Repeat the records below exactly.

## Data
(begin)

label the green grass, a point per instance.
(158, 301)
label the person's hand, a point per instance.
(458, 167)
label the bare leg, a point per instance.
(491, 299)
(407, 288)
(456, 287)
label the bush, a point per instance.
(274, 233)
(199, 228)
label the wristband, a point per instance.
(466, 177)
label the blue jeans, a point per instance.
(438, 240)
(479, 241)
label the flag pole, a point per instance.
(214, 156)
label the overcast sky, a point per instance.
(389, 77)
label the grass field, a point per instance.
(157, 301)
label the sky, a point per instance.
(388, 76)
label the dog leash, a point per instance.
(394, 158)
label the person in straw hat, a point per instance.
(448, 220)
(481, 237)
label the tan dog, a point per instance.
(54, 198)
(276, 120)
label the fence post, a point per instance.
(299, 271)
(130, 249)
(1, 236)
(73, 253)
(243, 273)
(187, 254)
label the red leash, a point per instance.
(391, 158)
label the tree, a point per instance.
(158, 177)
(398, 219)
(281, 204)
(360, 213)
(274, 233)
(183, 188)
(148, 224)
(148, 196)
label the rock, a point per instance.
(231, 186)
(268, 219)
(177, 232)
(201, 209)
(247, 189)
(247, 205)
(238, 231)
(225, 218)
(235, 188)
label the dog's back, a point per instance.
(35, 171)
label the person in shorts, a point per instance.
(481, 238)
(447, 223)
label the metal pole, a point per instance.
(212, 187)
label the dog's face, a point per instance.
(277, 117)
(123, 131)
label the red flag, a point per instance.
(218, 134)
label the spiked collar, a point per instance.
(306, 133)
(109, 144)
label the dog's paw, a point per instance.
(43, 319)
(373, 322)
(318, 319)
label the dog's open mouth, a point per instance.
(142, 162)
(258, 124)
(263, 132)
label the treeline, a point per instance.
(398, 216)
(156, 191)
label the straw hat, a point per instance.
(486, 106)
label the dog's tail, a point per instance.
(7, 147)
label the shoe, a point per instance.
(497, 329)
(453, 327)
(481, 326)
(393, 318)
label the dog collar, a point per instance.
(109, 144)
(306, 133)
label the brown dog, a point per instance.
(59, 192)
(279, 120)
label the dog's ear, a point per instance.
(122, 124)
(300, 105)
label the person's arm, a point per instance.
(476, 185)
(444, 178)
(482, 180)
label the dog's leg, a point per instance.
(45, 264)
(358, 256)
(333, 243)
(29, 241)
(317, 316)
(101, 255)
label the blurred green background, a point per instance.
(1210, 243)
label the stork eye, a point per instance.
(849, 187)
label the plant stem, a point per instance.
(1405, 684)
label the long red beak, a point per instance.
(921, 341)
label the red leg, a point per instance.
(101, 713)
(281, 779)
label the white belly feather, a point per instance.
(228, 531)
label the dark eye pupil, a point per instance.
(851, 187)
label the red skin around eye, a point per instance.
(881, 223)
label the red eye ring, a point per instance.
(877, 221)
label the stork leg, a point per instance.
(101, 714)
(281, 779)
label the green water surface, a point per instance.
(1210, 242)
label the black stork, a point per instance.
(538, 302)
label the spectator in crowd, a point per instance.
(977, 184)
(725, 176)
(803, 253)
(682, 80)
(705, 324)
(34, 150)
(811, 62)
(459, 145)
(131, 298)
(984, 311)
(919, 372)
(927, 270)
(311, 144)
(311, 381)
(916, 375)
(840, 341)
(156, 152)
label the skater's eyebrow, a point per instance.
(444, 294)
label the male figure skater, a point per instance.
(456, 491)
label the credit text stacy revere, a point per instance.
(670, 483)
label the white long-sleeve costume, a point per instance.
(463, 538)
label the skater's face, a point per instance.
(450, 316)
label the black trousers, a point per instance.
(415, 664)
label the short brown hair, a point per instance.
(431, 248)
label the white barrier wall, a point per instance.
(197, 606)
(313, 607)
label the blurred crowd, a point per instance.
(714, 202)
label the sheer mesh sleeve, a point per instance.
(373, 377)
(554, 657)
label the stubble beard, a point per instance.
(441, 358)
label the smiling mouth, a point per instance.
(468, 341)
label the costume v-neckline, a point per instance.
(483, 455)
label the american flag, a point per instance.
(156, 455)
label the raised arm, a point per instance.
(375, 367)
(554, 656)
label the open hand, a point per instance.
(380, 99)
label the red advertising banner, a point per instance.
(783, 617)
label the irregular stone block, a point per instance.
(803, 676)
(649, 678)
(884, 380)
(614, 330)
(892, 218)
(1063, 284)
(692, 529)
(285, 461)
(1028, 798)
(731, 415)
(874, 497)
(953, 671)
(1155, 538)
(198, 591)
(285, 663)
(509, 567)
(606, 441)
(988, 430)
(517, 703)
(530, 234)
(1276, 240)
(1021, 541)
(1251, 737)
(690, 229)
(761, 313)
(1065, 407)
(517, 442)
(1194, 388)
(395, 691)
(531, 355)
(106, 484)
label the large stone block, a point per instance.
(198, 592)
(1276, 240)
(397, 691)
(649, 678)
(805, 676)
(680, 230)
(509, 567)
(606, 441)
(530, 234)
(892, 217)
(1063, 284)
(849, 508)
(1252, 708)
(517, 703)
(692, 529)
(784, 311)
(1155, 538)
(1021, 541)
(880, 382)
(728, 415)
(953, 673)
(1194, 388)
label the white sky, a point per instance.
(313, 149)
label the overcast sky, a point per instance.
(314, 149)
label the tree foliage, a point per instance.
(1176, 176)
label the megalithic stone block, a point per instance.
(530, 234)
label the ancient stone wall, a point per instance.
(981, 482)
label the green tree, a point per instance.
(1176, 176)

(end)

## Solution for this problem
label the green grass, a point per instance.
(158, 301)
label the person's hand, a point per instance.
(458, 167)
label the bare leg, a point per instance.
(491, 299)
(407, 288)
(456, 287)
label the bush, a point per instance.
(274, 233)
(199, 228)
label the wristband, a point per instance.
(466, 177)
label the blue jeans, a point per instance.
(438, 240)
(479, 241)
label the flag pole, a point per instance.
(214, 156)
label the overcast sky, a point per instance.
(389, 77)
label the grass field, a point per instance.
(157, 301)
label the sky, a point per instance.
(388, 76)
label the dog leash, a point per instance.
(394, 158)
label the person in straw hat, a point per instance.
(448, 220)
(481, 237)
label the tan dog, a point per instance.
(54, 198)
(276, 120)
label the fence post, a point per instance.
(299, 271)
(130, 249)
(1, 236)
(73, 253)
(243, 273)
(187, 254)
label the red leash, a point per instance.
(391, 158)
label the tree, a point per instance.
(158, 177)
(398, 219)
(281, 204)
(360, 213)
(274, 233)
(183, 188)
(148, 224)
(148, 196)
label the rock, a point per instance.
(231, 186)
(268, 219)
(177, 232)
(201, 209)
(247, 189)
(247, 205)
(238, 231)
(225, 218)
(235, 188)
label the dog's back, a point per instance.
(35, 171)
label the person in shorts, a point per instance.
(481, 238)
(447, 223)
label the metal pole, a point per instance.
(212, 187)
label the dog's face, a point per instance.
(277, 117)
(123, 131)
label the red flag, a point per instance.
(218, 134)
label the spiked collar, a point per instance.
(306, 133)
(109, 144)
label the dog's paw, a point per instance.
(43, 319)
(373, 322)
(318, 319)
label the dog's open mouth, a point per instance.
(142, 162)
(258, 124)
(263, 132)
label the treeline, a point per instance.
(398, 216)
(156, 191)
label the straw hat, a point per instance.
(486, 106)
label the dog's tail, a point per instance.
(7, 147)
label the shoe, a point per instance.
(497, 329)
(453, 327)
(481, 326)
(393, 318)
label the dog collar, a point per instance.
(109, 144)
(306, 133)
label the brown dog, a point per instance.
(59, 192)
(279, 120)
label the dog's ear, a point per instance.
(122, 124)
(300, 105)
label the person's arm, a point per instance.
(476, 185)
(444, 178)
(482, 180)
label the dog's leg, a point per instance.
(45, 264)
(358, 256)
(333, 243)
(29, 241)
(317, 316)
(101, 255)
label the blurred green background, a point per instance.
(1210, 243)
label the stork eye, a point per instance.
(849, 187)
label the plant stem, a point per instance.
(1405, 684)
label the long red beak, a point per instance.
(921, 341)
label the red leg, a point per instance.
(101, 713)
(281, 779)
label the white belly feather, a point per instance.
(228, 531)
label the dark eye pupil, a point per instance.
(851, 187)
label the red skin around eye, a point per instance.
(881, 223)
label the red eye ring, a point per instance.
(877, 221)
label the stork leg, a point per instance.
(101, 714)
(281, 779)
label the green water surface, a point per instance.
(1210, 242)
label the black stork, a point per instance.
(538, 302)
label the spectator in crowd, a point per instance.
(977, 184)
(725, 176)
(803, 253)
(682, 80)
(705, 324)
(34, 150)
(811, 62)
(459, 145)
(131, 298)
(984, 311)
(919, 372)
(927, 270)
(311, 144)
(311, 381)
(916, 375)
(840, 341)
(156, 152)
label the skater's eyebrow, a point per instance.
(444, 294)
label the male figure skater, a point per instance.
(456, 491)
label the credit text stacy revere, a point per instance.
(670, 483)
label the white long-sleeve costume, a point per instance.
(463, 538)
label the skater's face, a point per instance.
(450, 316)
label the black trousers, a point per instance.
(415, 664)
label the short brown hair, a point per instance.
(431, 248)
label the white barrier wall, a point per instance.
(197, 606)
(313, 607)
label the blurred crowd, a point per instance.
(714, 202)
label the sheer mesh sleeve, a point per instance.
(373, 377)
(554, 657)
label the stubble beard, a point per instance.
(441, 358)
label the smiling mouth, a point per instance.
(468, 341)
label the costume v-neckline, a point per instance.
(483, 455)
label the american flag, a point per instance.
(156, 455)
label the raised arm, a point per instance.
(375, 367)
(554, 656)
label the open hand, a point per instance.
(380, 99)
label the red advertising banner, a point per instance.
(783, 617)
label the irregular stone block, a point per instance.
(803, 676)
(649, 678)
(884, 380)
(614, 330)
(892, 218)
(1063, 284)
(692, 529)
(285, 461)
(1028, 798)
(731, 415)
(874, 497)
(953, 671)
(1155, 538)
(198, 591)
(285, 663)
(509, 567)
(606, 441)
(988, 430)
(517, 703)
(530, 234)
(1276, 240)
(1021, 541)
(1251, 737)
(690, 229)
(761, 313)
(1065, 407)
(517, 442)
(1194, 388)
(395, 691)
(531, 355)
(106, 484)
label the large stone block, a point per instance.
(198, 592)
(1276, 240)
(397, 691)
(649, 678)
(805, 676)
(680, 230)
(509, 567)
(606, 441)
(530, 234)
(892, 217)
(1063, 284)
(849, 508)
(1252, 708)
(517, 703)
(692, 529)
(784, 311)
(1155, 538)
(1021, 541)
(880, 382)
(728, 415)
(953, 673)
(1194, 388)
label the white sky, a point per instance.
(313, 149)
label the overcast sky, a point per instance.
(314, 149)
label the tree foliage, a point per instance.
(1176, 176)
label the megalithic stone block, a point per instance.
(530, 234)
label the ancient stone wall, a point per instance.
(981, 482)
label the green tree, a point per instance.
(1176, 176)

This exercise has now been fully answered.